Input material:
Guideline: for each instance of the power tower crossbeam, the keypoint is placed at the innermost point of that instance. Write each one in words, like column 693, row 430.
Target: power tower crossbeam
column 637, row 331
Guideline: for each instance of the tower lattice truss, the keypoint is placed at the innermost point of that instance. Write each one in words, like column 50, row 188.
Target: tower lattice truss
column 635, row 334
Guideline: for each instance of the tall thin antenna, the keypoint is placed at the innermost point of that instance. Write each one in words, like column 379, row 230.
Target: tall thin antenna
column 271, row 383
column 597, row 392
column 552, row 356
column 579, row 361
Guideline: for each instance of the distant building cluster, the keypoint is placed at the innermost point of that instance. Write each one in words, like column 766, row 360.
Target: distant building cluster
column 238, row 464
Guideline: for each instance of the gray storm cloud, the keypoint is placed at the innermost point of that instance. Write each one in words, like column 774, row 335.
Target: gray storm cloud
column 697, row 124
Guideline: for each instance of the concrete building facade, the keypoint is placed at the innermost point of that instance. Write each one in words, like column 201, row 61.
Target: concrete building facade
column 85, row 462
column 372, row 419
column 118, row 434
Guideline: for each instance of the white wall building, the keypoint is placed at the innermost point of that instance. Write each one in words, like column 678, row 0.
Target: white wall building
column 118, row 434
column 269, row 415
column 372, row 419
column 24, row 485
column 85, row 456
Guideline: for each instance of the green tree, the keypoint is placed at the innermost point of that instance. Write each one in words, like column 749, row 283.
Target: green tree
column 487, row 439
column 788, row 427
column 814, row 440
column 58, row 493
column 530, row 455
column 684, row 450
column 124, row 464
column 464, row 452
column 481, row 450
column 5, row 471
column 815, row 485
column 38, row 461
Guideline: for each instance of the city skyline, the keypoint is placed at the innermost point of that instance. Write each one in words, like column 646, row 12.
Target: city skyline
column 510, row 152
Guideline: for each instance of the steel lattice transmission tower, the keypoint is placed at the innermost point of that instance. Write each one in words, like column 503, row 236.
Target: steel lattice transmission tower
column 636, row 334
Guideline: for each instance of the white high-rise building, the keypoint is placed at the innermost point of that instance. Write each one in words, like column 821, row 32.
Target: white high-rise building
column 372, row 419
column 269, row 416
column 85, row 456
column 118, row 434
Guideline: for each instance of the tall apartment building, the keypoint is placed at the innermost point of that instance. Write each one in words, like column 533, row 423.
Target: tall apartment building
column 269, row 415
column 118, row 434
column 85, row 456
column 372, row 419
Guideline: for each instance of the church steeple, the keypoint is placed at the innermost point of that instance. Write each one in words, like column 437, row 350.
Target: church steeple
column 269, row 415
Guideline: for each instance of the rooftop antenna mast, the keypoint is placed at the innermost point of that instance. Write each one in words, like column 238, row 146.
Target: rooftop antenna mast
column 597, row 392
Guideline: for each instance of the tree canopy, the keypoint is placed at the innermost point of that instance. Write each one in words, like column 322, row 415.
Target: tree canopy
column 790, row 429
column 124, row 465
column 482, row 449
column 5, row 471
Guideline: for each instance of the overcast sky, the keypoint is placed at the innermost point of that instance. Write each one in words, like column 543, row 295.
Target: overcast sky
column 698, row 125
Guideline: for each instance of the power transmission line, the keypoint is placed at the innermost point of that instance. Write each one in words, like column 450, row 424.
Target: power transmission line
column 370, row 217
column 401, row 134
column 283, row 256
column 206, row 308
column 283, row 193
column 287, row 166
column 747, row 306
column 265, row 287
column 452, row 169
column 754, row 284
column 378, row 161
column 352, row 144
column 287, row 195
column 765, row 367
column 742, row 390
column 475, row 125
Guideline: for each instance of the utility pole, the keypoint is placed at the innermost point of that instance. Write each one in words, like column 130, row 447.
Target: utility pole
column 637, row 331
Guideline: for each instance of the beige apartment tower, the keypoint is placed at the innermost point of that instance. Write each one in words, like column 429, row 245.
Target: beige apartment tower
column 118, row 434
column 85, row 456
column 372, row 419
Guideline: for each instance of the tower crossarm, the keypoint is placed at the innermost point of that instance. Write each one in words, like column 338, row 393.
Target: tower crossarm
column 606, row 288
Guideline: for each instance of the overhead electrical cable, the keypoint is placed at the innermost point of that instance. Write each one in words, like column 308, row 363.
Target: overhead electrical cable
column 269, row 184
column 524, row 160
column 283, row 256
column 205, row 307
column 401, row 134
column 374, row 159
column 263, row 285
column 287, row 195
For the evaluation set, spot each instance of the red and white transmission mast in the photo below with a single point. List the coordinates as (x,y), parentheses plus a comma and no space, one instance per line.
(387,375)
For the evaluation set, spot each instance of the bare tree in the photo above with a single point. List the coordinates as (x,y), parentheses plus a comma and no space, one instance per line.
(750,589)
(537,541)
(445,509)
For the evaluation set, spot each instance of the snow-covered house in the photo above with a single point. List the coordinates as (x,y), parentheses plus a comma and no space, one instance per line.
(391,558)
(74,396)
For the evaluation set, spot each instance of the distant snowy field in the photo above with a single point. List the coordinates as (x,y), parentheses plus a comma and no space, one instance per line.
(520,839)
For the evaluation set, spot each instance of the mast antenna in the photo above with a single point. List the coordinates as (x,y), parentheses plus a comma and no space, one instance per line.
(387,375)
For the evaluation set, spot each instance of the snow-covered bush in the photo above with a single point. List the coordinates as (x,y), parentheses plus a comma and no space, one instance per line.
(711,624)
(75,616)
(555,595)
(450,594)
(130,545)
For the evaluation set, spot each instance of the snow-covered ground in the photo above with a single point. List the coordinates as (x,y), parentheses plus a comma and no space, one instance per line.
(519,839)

Task to complete:
Return, unchanged, the part of the items that runs from the very first line down to and including the line containing "column 635, row 334".

Result of this task:
Guideline: for each instance of the power tower crossbeam, the keypoint is placed at the innermost point of that instance. Write each one in words, like column 693, row 430.
Target: power tower crossbeam
column 637, row 331
Guideline: for each instance of the tower lattice truss, the keypoint is placed at the innermost point of that instance. Write each one in words, like column 50, row 188.
Target: tower lattice truss
column 635, row 334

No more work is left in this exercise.